### Task instructions
Wherever pictures occur in the entries below, leave them out and retype the rest exactly.

### Data under study
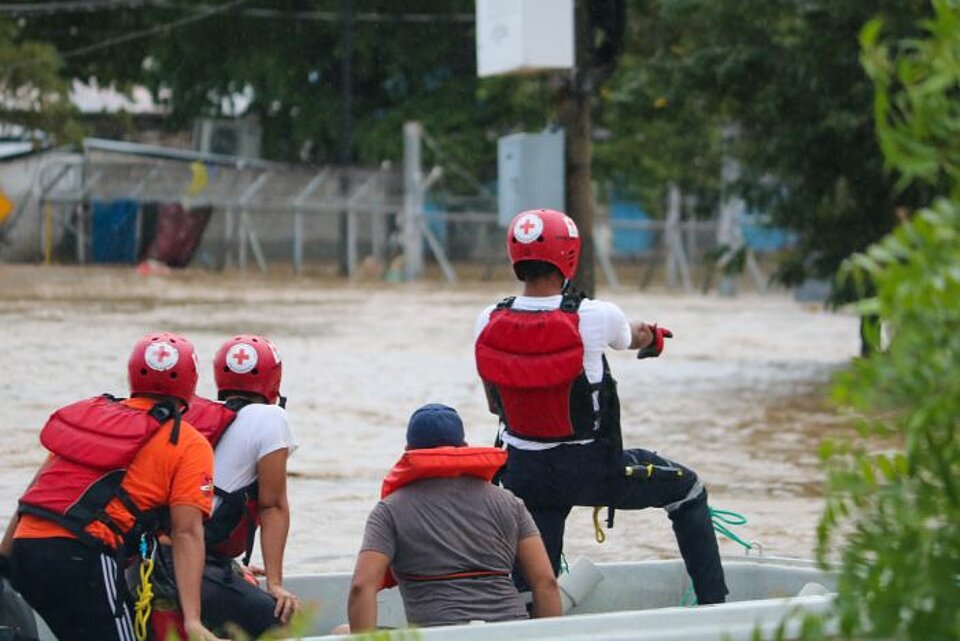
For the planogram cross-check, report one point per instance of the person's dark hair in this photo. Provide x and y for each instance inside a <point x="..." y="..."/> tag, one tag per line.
<point x="535" y="270"/>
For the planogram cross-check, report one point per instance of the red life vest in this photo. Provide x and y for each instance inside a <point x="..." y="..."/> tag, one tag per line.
<point x="231" y="529"/>
<point x="441" y="462"/>
<point x="93" y="441"/>
<point x="532" y="361"/>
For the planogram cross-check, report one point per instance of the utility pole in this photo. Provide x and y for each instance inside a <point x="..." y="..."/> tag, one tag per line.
<point x="346" y="129"/>
<point x="573" y="113"/>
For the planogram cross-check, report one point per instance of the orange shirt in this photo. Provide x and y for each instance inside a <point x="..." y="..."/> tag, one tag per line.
<point x="160" y="474"/>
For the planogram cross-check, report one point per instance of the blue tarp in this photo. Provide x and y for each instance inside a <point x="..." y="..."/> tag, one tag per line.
<point x="628" y="242"/>
<point x="114" y="235"/>
<point x="762" y="238"/>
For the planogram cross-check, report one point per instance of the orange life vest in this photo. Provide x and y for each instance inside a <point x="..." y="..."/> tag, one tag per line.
<point x="93" y="442"/>
<point x="231" y="529"/>
<point x="441" y="462"/>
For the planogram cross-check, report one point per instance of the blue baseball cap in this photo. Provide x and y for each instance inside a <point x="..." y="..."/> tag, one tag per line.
<point x="434" y="425"/>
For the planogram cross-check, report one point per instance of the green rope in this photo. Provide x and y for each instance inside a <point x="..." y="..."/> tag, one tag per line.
<point x="722" y="521"/>
<point x="722" y="518"/>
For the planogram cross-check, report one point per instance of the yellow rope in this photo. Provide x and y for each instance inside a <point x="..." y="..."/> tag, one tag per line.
<point x="144" y="600"/>
<point x="597" y="529"/>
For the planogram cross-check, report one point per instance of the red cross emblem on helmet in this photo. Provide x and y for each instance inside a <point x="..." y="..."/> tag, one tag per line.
<point x="164" y="364"/>
<point x="248" y="364"/>
<point x="545" y="235"/>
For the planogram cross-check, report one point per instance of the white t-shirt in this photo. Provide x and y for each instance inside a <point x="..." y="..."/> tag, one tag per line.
<point x="602" y="325"/>
<point x="258" y="430"/>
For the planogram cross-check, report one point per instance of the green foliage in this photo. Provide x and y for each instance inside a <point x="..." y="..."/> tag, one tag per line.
<point x="33" y="93"/>
<point x="898" y="508"/>
<point x="783" y="79"/>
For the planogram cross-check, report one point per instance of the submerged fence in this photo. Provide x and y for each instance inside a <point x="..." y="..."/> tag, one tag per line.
<point x="109" y="204"/>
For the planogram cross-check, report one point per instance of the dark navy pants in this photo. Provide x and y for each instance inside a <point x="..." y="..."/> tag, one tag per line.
<point x="227" y="599"/>
<point x="550" y="482"/>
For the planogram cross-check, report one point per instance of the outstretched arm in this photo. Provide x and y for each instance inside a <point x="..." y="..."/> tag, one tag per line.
<point x="274" y="526"/>
<point x="186" y="533"/>
<point x="538" y="573"/>
<point x="362" y="602"/>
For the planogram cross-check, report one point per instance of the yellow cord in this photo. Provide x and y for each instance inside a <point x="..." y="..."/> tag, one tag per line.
<point x="144" y="600"/>
<point x="598" y="532"/>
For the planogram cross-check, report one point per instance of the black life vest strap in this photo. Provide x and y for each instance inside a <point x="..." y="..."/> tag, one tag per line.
<point x="217" y="529"/>
<point x="162" y="412"/>
<point x="570" y="300"/>
<point x="236" y="403"/>
<point x="67" y="523"/>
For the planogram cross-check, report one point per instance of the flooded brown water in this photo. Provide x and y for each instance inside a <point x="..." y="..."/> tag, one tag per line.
<point x="737" y="395"/>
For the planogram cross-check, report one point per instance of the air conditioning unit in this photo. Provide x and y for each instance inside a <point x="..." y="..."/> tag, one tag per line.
<point x="228" y="137"/>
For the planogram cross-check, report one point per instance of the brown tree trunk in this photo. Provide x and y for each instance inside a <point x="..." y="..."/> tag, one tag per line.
<point x="573" y="113"/>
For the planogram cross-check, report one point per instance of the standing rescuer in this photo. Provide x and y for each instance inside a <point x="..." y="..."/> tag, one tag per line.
<point x="541" y="358"/>
<point x="118" y="472"/>
<point x="253" y="440"/>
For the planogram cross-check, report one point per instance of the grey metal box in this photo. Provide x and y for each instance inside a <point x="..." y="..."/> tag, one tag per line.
<point x="530" y="173"/>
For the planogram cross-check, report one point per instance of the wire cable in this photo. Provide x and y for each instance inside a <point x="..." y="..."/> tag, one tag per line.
<point x="136" y="35"/>
<point x="70" y="6"/>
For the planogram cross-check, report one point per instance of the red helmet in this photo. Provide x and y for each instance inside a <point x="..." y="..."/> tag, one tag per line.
<point x="163" y="363"/>
<point x="248" y="363"/>
<point x="547" y="235"/>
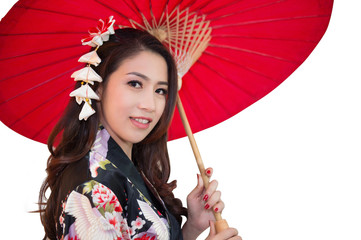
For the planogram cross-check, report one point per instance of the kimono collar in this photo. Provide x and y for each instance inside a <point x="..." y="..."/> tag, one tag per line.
<point x="105" y="148"/>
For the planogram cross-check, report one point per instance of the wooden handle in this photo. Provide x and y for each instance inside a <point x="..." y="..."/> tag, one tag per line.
<point x="221" y="223"/>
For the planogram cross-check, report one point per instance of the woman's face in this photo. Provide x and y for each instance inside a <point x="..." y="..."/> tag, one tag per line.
<point x="134" y="97"/>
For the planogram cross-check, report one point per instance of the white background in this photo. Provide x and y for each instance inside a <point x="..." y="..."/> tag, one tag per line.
<point x="288" y="166"/>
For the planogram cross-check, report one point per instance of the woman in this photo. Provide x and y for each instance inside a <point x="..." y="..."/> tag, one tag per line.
<point x="109" y="175"/>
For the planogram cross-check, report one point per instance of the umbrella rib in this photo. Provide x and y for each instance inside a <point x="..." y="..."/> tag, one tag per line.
<point x="37" y="33"/>
<point x="243" y="10"/>
<point x="252" y="52"/>
<point x="269" y="21"/>
<point x="37" y="86"/>
<point x="229" y="80"/>
<point x="38" y="52"/>
<point x="188" y="110"/>
<point x="239" y="65"/>
<point x="208" y="92"/>
<point x="112" y="9"/>
<point x="56" y="12"/>
<point x="46" y="125"/>
<point x="264" y="38"/>
<point x="40" y="105"/>
<point x="40" y="67"/>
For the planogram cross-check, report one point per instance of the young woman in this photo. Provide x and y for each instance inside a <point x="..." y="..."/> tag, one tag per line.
<point x="108" y="175"/>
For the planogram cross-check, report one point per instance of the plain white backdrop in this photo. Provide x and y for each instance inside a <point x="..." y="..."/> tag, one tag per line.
<point x="288" y="166"/>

### Written response
For the planogram cross-check, report one point per instance of the person's dark hair in this photo. Provide x and y for each instance inside a <point x="..." y="..."/> tag, one tag per line.
<point x="535" y="270"/>
For the planogram cross-check, report one point per instance of the red life vest in this photo. Provide x and y for each instance inside a <point x="..." y="..."/> tag, one tag per line.
<point x="231" y="529"/>
<point x="441" y="462"/>
<point x="93" y="441"/>
<point x="532" y="361"/>
For the planogram cross-check, report one point per instance of the utility pole in this photo. Provide x and y for each instance inside a <point x="..." y="..."/> tag, one tag per line.
<point x="346" y="129"/>
<point x="573" y="113"/>
For the planogram cross-check, report one point per instance of the orange shirt in this photo. Provide x and y for each instance inside a <point x="..." y="..."/> tag, one tag per line.
<point x="160" y="474"/>
For the planogram cross-check, report one point per instance of the blue tarp in this photo. Provide x and y for each instance inside a <point x="..." y="..."/> tag, one tag per line.
<point x="628" y="242"/>
<point x="114" y="235"/>
<point x="762" y="238"/>
For the planogram cross-check, report one point per instance of the orange life vest in this photo. Provide x and y for each instance inside a <point x="..." y="..."/> tag, one tag per line.
<point x="93" y="442"/>
<point x="231" y="529"/>
<point x="441" y="462"/>
For the planogram cross-check, report one point per instance of the blue baseball cap in this photo. Provide x and y for each instance inside a <point x="..." y="..."/> tag, one tag per line.
<point x="434" y="425"/>
For the planogram cross-check, report one point per instance of the green rope in this photo. Provide x and y for each instance inside a <point x="..." y="..."/> tag, one tag per line.
<point x="722" y="521"/>
<point x="722" y="518"/>
For the planogram cross-check, report one point per instance of the yellow rope in this photo. Provide x and y for each instance inside a <point x="..." y="..."/> tag, one tag per line.
<point x="144" y="600"/>
<point x="597" y="529"/>
For the planogram cross-check, report one point per instance of the red cross emblem on helmet in this photo. Provide x and y for each instance inside a <point x="..." y="..."/> tag, one tag per line.
<point x="164" y="364"/>
<point x="248" y="364"/>
<point x="545" y="235"/>
For the planogram cross-check, report one point per instance of the white t-shirt in this photo. Provide x and y for each instance inside a <point x="..." y="..."/> tag, one tag per line.
<point x="602" y="325"/>
<point x="258" y="430"/>
For the planogram cross-check, report one point per instance of the green foliage in this photo. Provide x and y for each instance inside a <point x="..." y="..."/> tag, one tag per line.
<point x="33" y="93"/>
<point x="898" y="508"/>
<point x="783" y="79"/>
For the planogram cross-check, report one point per instance of the submerged fence in this photo. Provide x and y for each instance inside a <point x="..." y="..."/> tag, one tag per line.
<point x="109" y="204"/>
For the planogram cross-check, report one point per instance of the dark navy pants in this photo. Provide x and y for each instance inside a <point x="..." y="..."/> tag, one tag per line.
<point x="227" y="599"/>
<point x="550" y="482"/>
For the planogram cross-check, report one point per instance of the outstretched arm in this photo. Provide x and y for each instance inside a <point x="..." y="..."/> tag, one tag per line.
<point x="274" y="526"/>
<point x="186" y="533"/>
<point x="538" y="573"/>
<point x="362" y="602"/>
For the planogram cross-check, report one point per instance of the yellow cord in this photo. Provide x and y for each instance inside a <point x="..." y="..."/> tag, one tag per line.
<point x="144" y="600"/>
<point x="598" y="532"/>
For the planogram cross-check, report one point per instance of the black life vest strap in this photo. Provide x and y for each instance inside a <point x="..." y="..."/> tag, one tag per line.
<point x="217" y="529"/>
<point x="162" y="412"/>
<point x="570" y="300"/>
<point x="236" y="403"/>
<point x="67" y="523"/>
For the planogram cross-check, report one point per instance of the flooded brown water in this photo. Provide x and y for each instance inside a <point x="..." y="..."/> tag, one tag per line.
<point x="737" y="395"/>
For the planogram cross-check, report one point per instance of the air conditioning unit in this photo. Provide x and y for each instance inside a <point x="..." y="..."/> tag, one tag per line.
<point x="228" y="137"/>
For the planogram cross-check, report one point per instance of the brown tree trunk in this photo. Provide x and y for each instance inside a <point x="..." y="..."/> tag, one tag per line.
<point x="573" y="113"/>
For the planogram cross-check, report one point per instance of the standing rescuer in this photo. Provide x and y for each instance inside a <point x="..." y="..."/> tag, one tag per line.
<point x="541" y="358"/>
<point x="118" y="472"/>
<point x="253" y="440"/>
For the planogram cross-check, report one point per instance of the grey metal box in this photo. Provide x and y for each instance inside a <point x="..." y="..."/> tag, one tag per line.
<point x="530" y="173"/>
For the planogram cross-check, report one point per instance of the wire cable in this photo. Provide x and y for each instance inside a <point x="..." y="..."/> tag, one tag per line.
<point x="136" y="35"/>
<point x="70" y="6"/>
For the planogram cross-check, report one point per instance of the red helmet in this photo. Provide x and y for each instance inside a <point x="..." y="..."/> tag, one tag per line.
<point x="163" y="363"/>
<point x="248" y="363"/>
<point x="547" y="235"/>
For the planogram cross-check, report one point per instance of the kimono collar in this photo. Provide x and y for each instance inside a <point x="..." y="..."/> tag, one tag per line.
<point x="105" y="148"/>
For the planogram cross-check, report one point per instance of the wooden handle in this photo. Provide x and y for each instance inside a <point x="..." y="..."/> tag, one tag per line.
<point x="221" y="223"/>
For the planogram cross-check, report one point per instance of the woman's face in this photo. Provide x and y for each instance inside a <point x="..." y="..."/> tag, one tag per line.
<point x="134" y="97"/>
For the planogram cross-check, report one point per instance of the white background in this photo. Provide x and y for each instance inside a <point x="..." y="..."/> tag, one tag per line.
<point x="288" y="166"/>
For the planogram cross-check, report one point per instance of the woman in this photo. Provide x and y for each instance inside a <point x="..." y="..."/> tag, one tag per line.
<point x="109" y="175"/>
For the planogram cross-check, report one point per instance of the umbrella rib in this photo. Provide x and y for each instance inside a <point x="..." y="..."/> tag, one tag per line.
<point x="37" y="33"/>
<point x="243" y="10"/>
<point x="252" y="52"/>
<point x="269" y="21"/>
<point x="37" y="86"/>
<point x="229" y="80"/>
<point x="38" y="52"/>
<point x="188" y="110"/>
<point x="239" y="65"/>
<point x="208" y="92"/>
<point x="112" y="9"/>
<point x="56" y="12"/>
<point x="46" y="125"/>
<point x="264" y="38"/>
<point x="40" y="105"/>
<point x="40" y="67"/>
For the planogram cross-check, report one point per instance of the young woman in this photo. Provide x and y for each instance inside a <point x="..." y="..."/> tag, one tag per line.
<point x="108" y="175"/>
For the planogram cross-check, report one point per instance of the plain white backdrop in this photo. Provide x and y for each instance inside a <point x="..." y="..."/> tag, one tag per line.
<point x="288" y="166"/>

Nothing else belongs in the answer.